TEXT SECTION ->
▼▼▼
3dem / relion

Image-processing software for cryo-electron microscopy
https://relion.readthedocs.io/en/latest/
GNU General Public License v2.0
453 stars 202 forks source link

unexpectedly small, yet non-zero sigma2 value #582

Closed jhansen6 closed 4 years ago

jhansen6 commented 4 years ago

running relion/3.1b0-cuda

hi, I get error below when running a 3d refinement.

The particles are from a brand new extraction of a previously identified subset of particles (see attached screenshot). I aligned my micrographs in relion. I used standalone gctf to estimate CTF and generate a micrographs.star file (see attached screenshot). However when I run a refinement I get this error at the end of the 1st iteration in what I think is the maximization step. Thanks!

I'm guessing the problem is in my extraction step, here it is: mpirun --np 40 relion_preprocess_mpi --i micrographs_ctf.star --reextract_data_star input_bundles4.star --part_star Extract/job001_512_bin2/particles.star --part_dir Extract/job001_512_bin2/ --extract --extract_size 512 --scale 256 --norm --bg_radius 96 --white_dust -1 --black_dust -1 --invert_contrast >&extract.log

and here is my refine script: mpirun --np 5 relion_refine_mpi --gpu 0:1:2:3 --o Refine3D/job001/run --auto_refine --split_random_halves --i Extract/job001_512_bin2/particles_beamtilt.star --ref inputmodels/cryosparcmodel_bin2_512.mrc --firstiter_cc --ini_high 40 --dont_combine_weights_via_disc --pool 3 --pad 2 --ctf --particle_diameter 200 --flatten_solvent --zero_mask --oversampling 1 --healpix_order 3 --auto_local_healpix_order 5 --offset_range 5 --offset_step 2 --sym C1 --low_resol_join_halves 40 --norm --scale --j 1 --pipeline_control Refine3D/job009/ >&refine.log

Screen Shot 2020-02-26 at 9 56 12 AM

Screen Shot 2020-02-26 at 9 56 03 AM

================== ERROR: BackProjector::reconstruct: ERROR: unexpectedly small, yet non-zero sigma2 value, this should not happen...a ERROR: cannot touch file: Refine3D/job009/RELION_JOB_EXIT_FAILURE

RELION version: 3.1-beta-commit-a6aaa5 exiting with an error ...

MPI_ABORT was invoked on rank 2 in communicator MPI_COMM_WORLD with errorcode 13.

NOTE: invoking MPIABORT causes Open MPI to kill all MPI processes. You may or may not see output from other processes, depending on exactly when Open MPI kills them. ng half-reconstructions up to 41.3538 Angstrom resolution to prevent diverging orientations ... Note that only for higher resolutions the FSC-values are according to the gold-standard! Calculating gold-standard FSC ... Maximization ... 000/??? sec ~~(,,"> [oo] DIRECT_A1D_ELEM(sigma2, i)= nan in: /tmp/relion/src/backprojector.cpp, line 1086 ERROR: BackProjector::reconstruct: ERROR: unexpectedly small, yet non-zero sigma2 value, this should not happen...a === Backtrace === relion_refine_mpi(_ZN11RelionErrorC2ERKSsS1_l+0x41) [0x44e431] relion_refine_mpi(_ZN13BackProjector16updateSSNRarraysEdR13MultidimArrayIdES2_S2_S2_RKS1_bb+0x14e2) [0x4de332] relion_refine_mpi(_ZN14MlOptimiserMpi12maximizationEv+0x11cb) [0x47c3ab] relion_refine_mpi(_ZN14MlOptimiserMpi7iterateEv+0x3f8) [0x47e338] relion_refine_mpi(main+0x5f) [0x43a31f] /lib64/libc.so.6(__libc_start_main+0xfd) [0x3b4c41ed1d] relion_refine_mpi() [0x43ae39]

ERROR: BackProjector::reconstruct: ERROR: unexpectedly small, yet non-zero sigma2 value, this should not happen...a ERROR: cannot touch file: Refine3D/job009/RELION_JOB_EXIT_FAILURE

RELION version: 3.1-beta-commit-a6aaa5 exiting with an error ...
▲▲▲
INFORMATION GIVEN ->
▼▼▼
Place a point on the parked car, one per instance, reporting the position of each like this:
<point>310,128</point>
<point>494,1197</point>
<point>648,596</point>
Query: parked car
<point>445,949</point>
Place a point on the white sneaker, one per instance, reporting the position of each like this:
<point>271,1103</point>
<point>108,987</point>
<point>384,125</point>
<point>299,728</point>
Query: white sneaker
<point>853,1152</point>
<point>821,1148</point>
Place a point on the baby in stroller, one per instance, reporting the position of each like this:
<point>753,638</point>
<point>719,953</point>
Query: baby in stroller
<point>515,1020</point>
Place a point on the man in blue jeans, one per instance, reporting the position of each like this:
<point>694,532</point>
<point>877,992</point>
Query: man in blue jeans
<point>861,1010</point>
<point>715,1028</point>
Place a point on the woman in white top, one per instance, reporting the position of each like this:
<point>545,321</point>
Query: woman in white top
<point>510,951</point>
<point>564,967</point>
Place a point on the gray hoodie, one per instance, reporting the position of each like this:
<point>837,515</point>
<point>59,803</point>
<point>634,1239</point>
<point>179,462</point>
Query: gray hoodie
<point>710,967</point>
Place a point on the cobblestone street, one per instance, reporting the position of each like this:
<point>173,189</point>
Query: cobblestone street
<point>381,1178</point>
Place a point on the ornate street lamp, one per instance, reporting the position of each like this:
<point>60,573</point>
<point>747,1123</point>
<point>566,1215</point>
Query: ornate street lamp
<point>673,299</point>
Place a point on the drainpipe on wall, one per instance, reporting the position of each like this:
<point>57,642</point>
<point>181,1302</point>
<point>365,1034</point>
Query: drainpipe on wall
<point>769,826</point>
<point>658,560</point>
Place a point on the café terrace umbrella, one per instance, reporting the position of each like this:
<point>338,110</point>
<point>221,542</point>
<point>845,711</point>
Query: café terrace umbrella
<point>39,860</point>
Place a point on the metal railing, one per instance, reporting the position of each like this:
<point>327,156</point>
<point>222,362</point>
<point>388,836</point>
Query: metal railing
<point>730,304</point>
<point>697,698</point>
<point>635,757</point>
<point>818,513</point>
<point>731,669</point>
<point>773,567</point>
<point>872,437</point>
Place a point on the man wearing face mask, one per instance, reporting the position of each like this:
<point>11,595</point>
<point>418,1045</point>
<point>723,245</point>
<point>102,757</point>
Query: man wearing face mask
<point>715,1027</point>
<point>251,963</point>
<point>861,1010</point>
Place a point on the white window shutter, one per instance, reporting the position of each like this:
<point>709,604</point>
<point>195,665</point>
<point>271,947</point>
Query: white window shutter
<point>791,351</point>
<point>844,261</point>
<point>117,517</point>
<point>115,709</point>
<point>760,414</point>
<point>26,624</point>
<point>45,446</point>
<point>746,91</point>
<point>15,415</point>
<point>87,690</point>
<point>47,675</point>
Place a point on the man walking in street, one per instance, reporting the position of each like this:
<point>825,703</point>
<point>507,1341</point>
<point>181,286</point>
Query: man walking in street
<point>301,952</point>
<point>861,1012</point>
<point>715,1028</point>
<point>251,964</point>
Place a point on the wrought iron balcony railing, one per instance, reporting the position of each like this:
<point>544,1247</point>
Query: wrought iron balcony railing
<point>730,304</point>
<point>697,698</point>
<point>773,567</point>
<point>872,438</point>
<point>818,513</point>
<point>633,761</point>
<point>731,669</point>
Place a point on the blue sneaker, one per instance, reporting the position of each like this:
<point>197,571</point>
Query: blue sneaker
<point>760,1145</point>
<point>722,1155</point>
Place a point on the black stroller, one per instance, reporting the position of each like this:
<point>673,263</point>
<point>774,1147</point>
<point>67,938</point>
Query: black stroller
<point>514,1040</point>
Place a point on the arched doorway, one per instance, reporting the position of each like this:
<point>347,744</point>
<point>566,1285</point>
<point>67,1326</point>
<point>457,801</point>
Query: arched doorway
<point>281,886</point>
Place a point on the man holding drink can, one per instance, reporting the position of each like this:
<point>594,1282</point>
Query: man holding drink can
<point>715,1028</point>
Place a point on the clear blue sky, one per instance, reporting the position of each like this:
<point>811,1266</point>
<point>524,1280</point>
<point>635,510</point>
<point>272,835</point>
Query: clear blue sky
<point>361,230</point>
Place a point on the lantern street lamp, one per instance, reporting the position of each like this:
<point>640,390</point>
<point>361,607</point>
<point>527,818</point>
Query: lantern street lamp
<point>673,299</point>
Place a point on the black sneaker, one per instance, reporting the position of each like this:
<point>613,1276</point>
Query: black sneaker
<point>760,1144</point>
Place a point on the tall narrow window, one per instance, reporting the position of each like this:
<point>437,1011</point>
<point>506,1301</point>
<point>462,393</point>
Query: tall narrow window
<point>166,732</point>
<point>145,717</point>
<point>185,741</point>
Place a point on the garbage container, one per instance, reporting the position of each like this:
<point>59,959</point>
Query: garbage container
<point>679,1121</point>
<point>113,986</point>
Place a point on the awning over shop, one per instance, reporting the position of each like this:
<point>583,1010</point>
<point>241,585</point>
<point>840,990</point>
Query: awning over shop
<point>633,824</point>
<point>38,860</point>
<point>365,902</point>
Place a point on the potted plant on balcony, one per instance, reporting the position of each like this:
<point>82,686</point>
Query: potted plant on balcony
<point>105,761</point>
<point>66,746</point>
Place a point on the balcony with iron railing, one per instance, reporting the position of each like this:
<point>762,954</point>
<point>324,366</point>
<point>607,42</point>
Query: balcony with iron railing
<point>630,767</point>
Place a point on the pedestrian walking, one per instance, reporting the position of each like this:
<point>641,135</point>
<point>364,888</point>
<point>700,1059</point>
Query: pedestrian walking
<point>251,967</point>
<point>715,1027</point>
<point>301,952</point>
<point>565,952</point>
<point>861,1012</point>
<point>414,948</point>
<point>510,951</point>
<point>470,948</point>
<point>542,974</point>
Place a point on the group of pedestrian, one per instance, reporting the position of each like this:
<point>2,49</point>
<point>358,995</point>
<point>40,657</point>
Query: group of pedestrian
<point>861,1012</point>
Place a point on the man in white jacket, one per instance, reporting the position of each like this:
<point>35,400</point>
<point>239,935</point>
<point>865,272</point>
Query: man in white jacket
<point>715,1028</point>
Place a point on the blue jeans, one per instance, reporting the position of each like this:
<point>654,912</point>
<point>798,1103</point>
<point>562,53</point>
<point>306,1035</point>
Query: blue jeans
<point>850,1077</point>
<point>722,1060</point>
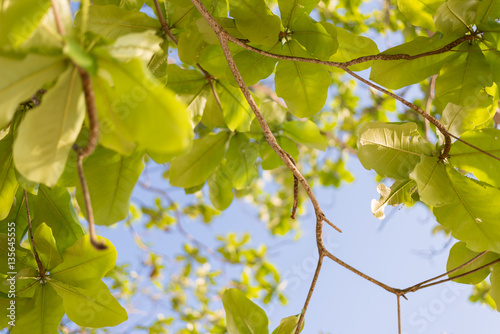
▲▲▲
THINGS TO DO ->
A. List every file name ending in ".star" that appears in the RELION issue thread, with each path written as it is given.
B. Write the next part of the RELION issue thread, picking up after its last line.

RESPONSES FOR EACH TASK ->
A.
micrographs.star
micrographs_ctf.star
input_bundles4.star
Extract/job001_512_bin2/particles.star
Extract/job001_512_bin2/particles_beamtilt.star

B.
MPI_ABORT was invoked on rank 2 in communicator MPI_COMM_WORLD with errorcode 13.

biochem-fan commented 4 years ago

Why you used GCTF outside RELION? This is not recommended. You metadata might not be correct.

jhansen6 commented 4 years ago

have been using gctf outside relion because it is always very challenging to get ctf estimation running in relion for anyone in our lab.

I just tried again and it keeps failing, here is my command and the output error.


Open MPI tried to fork a new process via the "execve" system call but failed. Open MPI checks many things before attempting to launch a child process, but nothing is perfect. This error may be indicative of another problem on the target host, or even something as silly as having specified a directory for your application. Your job will now abort.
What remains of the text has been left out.